*** Opening of Available data ***
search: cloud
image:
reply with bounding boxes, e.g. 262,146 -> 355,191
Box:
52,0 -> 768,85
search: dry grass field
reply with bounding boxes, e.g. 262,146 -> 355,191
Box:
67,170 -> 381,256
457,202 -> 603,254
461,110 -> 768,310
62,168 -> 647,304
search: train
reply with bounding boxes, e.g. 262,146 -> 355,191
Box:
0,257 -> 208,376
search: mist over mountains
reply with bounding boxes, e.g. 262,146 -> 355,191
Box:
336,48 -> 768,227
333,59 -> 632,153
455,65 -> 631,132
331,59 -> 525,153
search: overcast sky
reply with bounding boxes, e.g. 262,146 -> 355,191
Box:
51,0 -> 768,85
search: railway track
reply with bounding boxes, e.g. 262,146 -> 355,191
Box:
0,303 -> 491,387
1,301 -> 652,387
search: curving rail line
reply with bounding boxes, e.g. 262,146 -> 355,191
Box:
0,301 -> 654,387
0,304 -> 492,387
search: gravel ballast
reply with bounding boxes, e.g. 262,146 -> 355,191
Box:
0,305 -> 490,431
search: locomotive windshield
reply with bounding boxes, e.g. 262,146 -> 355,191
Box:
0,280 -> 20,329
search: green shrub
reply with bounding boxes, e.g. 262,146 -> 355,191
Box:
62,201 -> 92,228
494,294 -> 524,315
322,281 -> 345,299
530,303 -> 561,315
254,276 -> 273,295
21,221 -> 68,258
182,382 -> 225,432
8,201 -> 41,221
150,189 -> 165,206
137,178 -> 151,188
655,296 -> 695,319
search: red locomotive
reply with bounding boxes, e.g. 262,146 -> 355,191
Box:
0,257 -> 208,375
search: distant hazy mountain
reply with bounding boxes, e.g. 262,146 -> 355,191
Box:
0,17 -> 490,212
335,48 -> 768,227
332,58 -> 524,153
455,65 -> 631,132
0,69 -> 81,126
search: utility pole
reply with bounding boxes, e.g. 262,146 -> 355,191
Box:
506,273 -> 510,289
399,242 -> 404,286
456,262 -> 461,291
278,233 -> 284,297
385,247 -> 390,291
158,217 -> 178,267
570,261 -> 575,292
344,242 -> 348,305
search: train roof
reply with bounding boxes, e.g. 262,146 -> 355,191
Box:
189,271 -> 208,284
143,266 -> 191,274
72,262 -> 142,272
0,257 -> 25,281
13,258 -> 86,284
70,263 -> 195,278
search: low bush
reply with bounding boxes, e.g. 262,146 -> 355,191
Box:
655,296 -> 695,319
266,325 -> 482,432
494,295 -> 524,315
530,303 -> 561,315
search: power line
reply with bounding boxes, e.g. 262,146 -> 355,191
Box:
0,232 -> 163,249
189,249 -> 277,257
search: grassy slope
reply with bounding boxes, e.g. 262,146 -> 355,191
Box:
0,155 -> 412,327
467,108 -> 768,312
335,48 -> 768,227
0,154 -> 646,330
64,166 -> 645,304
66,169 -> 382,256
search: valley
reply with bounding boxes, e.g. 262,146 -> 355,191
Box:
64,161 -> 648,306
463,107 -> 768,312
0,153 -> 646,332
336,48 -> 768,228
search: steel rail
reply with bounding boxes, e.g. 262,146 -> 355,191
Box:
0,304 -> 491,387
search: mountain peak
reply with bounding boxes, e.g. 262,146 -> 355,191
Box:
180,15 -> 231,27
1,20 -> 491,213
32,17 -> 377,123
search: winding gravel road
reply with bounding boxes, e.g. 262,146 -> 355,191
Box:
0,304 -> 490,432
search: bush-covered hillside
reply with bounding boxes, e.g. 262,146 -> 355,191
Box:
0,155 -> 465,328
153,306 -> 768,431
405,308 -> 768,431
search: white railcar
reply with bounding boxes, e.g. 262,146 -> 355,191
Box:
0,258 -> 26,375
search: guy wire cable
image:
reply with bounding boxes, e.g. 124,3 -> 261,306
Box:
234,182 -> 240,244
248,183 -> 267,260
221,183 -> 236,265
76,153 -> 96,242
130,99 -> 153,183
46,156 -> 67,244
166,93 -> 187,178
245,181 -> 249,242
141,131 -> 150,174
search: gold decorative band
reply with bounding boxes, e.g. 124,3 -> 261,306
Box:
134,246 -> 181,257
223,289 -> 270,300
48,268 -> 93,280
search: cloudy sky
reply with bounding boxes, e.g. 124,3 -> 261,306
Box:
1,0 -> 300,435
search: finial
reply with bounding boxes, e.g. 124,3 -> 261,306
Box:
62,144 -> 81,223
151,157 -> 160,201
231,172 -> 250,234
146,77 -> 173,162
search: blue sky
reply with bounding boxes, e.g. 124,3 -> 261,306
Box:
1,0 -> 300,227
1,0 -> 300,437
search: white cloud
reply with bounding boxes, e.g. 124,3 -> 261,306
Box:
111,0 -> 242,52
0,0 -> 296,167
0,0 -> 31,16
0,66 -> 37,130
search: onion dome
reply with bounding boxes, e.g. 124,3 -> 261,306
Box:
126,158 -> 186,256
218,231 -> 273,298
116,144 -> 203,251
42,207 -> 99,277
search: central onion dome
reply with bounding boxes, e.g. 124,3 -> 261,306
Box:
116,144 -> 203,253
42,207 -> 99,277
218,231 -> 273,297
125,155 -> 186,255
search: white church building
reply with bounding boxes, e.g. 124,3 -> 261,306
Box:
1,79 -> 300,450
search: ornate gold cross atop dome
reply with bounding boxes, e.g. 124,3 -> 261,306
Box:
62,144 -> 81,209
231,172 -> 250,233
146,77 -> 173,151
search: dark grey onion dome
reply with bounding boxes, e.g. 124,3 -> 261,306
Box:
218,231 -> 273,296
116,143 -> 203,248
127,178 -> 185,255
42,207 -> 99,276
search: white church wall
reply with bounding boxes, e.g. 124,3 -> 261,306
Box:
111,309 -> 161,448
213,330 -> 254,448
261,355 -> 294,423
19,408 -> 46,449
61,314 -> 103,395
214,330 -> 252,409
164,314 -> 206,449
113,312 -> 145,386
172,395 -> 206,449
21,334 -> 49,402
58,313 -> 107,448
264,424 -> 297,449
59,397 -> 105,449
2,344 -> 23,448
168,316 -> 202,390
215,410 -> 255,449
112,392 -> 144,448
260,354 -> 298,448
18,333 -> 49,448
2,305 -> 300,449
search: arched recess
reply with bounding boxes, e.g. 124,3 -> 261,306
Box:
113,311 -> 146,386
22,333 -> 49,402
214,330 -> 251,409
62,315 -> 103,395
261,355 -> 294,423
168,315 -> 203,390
*** Close of Available data ***
About this task ::
Reproduce the data above in full, keeping it exactly the same.

Response to this exercise ::
search: cloud
image:
reply with bounding boxes, e.g. 262,146 -> 355,191
Box:
52,0 -> 768,85
search: dry grass field
reply with bounding boxes, e.g. 262,146 -> 355,191
Box:
67,170 -> 381,256
457,202 -> 603,254
461,110 -> 768,310
62,168 -> 647,304
search: train
reply with bounding boxes, e.g. 262,146 -> 355,191
Box:
0,257 -> 208,376
search: mist over mountains
reply with bounding boxes, e.g. 262,146 -> 355,191
Box:
336,48 -> 768,227
333,59 -> 632,153
455,65 -> 631,132
331,59 -> 525,153
search: overcast sky
reply with bounding boxes, e.g. 262,146 -> 355,191
Box:
51,0 -> 768,85
search: railway track
reply with bounding boxes, e.g. 262,146 -> 355,191
Box:
0,303 -> 491,387
1,301 -> 652,387
search: curving rail line
reply with bounding boxes, e.g. 262,146 -> 355,191
Box:
0,301 -> 654,387
0,304 -> 492,387
search: gravel ballast
reply with bounding boxes, e.g. 262,146 -> 355,191
Box:
0,305 -> 490,431
search: locomotive windshield
reply with bounding boxes, e.g. 262,146 -> 355,191
Box:
0,280 -> 20,329
search: green shrub
reply with bounding boxes, e.g. 262,146 -> 355,191
Box:
62,201 -> 92,228
494,294 -> 524,315
322,281 -> 345,299
530,303 -> 561,315
254,276 -> 273,295
21,221 -> 68,258
182,382 -> 225,432
8,201 -> 41,221
150,189 -> 165,206
137,178 -> 151,188
655,296 -> 695,319
search: red locomotive
reply with bounding boxes, e.g. 262,146 -> 355,191
Box:
0,257 -> 208,375
search: distant hazy mountain
reply with bounding boxes, e.g. 262,146 -> 355,191
Box:
0,17 -> 490,212
335,48 -> 768,227
332,58 -> 524,153
455,65 -> 631,132
0,69 -> 81,126
search: utility pole
reply with bounding boxes, e.g. 262,146 -> 355,191
Box:
506,273 -> 510,289
399,242 -> 404,286
456,262 -> 461,291
278,233 -> 284,297
385,247 -> 390,291
158,217 -> 178,267
570,261 -> 575,292
344,242 -> 348,305
search: train roof
reply with bounding boxes, e.g. 262,146 -> 355,191
Box:
189,271 -> 208,284
143,266 -> 191,274
72,262 -> 142,272
0,257 -> 25,281
13,258 -> 86,284
70,263 -> 195,278
search: low bush
reply with bounding boxes, e.g. 262,146 -> 355,191
Box:
655,296 -> 695,319
266,325 -> 482,432
494,295 -> 524,315
530,303 -> 561,315
search: power line
reply with bounding boxes, e.g. 262,146 -> 355,191
Box:
0,232 -> 163,249
189,249 -> 277,257
search: grassy slope
reply with bounding boxes, e.g. 262,146 -> 355,191
Box:
0,155 -> 412,327
467,108 -> 768,312
335,48 -> 768,227
0,154 -> 646,330
64,166 -> 645,304
66,169 -> 382,256
search: valley
reply with bounding boxes, e.g. 262,146 -> 355,191
Box:
64,161 -> 648,306
463,107 -> 768,312
0,153 -> 646,332
336,48 -> 768,228
search: steel rail
reply with bounding boxes, e.g. 262,146 -> 355,191
Box:
0,304 -> 491,387
search: mountain peak
reply with bounding boxes, e.g. 262,146 -> 355,191
Box:
180,15 -> 231,27
1,20 -> 491,213
32,17 -> 377,123
search: winding gravel road
reply with bounding boxes, e.g. 262,146 -> 355,191
Box:
0,304 -> 490,432
search: bush-covered hillside
reply with bounding boxes, e.g. 262,146 -> 355,191
Box:
0,155 -> 465,328
153,306 -> 768,431
405,308 -> 768,431
search: white railcar
reply with bounding boxes, e.g. 262,146 -> 355,191
Box:
0,258 -> 26,375
search: guy wire cable
image:
reply with bounding boxes, e.g. 124,3 -> 261,306
Box:
234,182 -> 240,244
248,183 -> 267,260
221,183 -> 236,265
76,153 -> 96,242
130,99 -> 153,183
46,156 -> 67,244
166,93 -> 187,178
245,181 -> 249,242
141,131 -> 150,174
search: gold decorative band
reply with bounding boxes, e.g. 124,3 -> 261,306
Box:
134,246 -> 181,257
223,289 -> 270,300
48,268 -> 93,280
search: cloudy sky
reply with bounding boxes, e.g. 124,3 -> 261,306
Box:
1,0 -> 300,435
search: finial
reply with bounding boxes, e.g. 124,3 -> 261,306
Box:
62,144 -> 81,223
151,157 -> 160,201
231,172 -> 250,234
146,77 -> 173,162
search: blue sky
reply with bounding boxes, e.g. 124,3 -> 261,306
Box:
1,0 -> 300,227
1,0 -> 300,437
search: white cloud
reply with bounding boxes, e.g. 124,3 -> 261,306
Box:
111,0 -> 242,52
0,0 -> 296,167
0,0 -> 31,16
0,66 -> 37,130
search: onion dome
reply with bounding boxes, e.g. 124,3 -> 261,306
Box:
126,158 -> 186,256
218,231 -> 273,298
116,144 -> 203,251
42,207 -> 99,277
search: central onion dome
reply with bounding boxes, e.g. 124,3 -> 261,306
Box:
116,144 -> 203,253
42,207 -> 99,277
218,231 -> 273,297
125,155 -> 186,255
search: white church building
reply with bounding boxes, e.g. 124,3 -> 261,306
Box:
1,79 -> 300,450
search: ornate gold cross atop dome
reply with bounding boxes, e.g. 124,3 -> 261,306
Box:
62,144 -> 81,209
231,172 -> 250,233
146,77 -> 173,151
search: dark grey onion dome
reply with bounding boxes, e.g. 124,3 -> 261,306
Box:
218,231 -> 273,296
116,143 -> 203,248
127,178 -> 185,255
42,207 -> 99,276
search: white church wall
reply with bounding boxes, e.g. 124,3 -> 261,306
Box:
111,309 -> 161,448
213,330 -> 254,448
261,355 -> 294,423
19,408 -> 46,449
61,314 -> 103,395
214,330 -> 252,409
164,314 -> 206,449
113,312 -> 145,386
172,395 -> 206,449
21,334 -> 49,402
58,313 -> 107,448
264,424 -> 297,449
59,397 -> 105,449
2,344 -> 23,448
168,316 -> 202,390
215,410 -> 255,449
112,392 -> 144,448
260,354 -> 298,448
18,333 -> 49,448
2,305 -> 300,449
search: arched recess
reply with bounding boxes, e.g. 124,3 -> 261,306
Box:
113,311 -> 146,386
22,333 -> 49,402
214,330 -> 251,409
62,315 -> 103,395
261,355 -> 294,423
168,315 -> 203,390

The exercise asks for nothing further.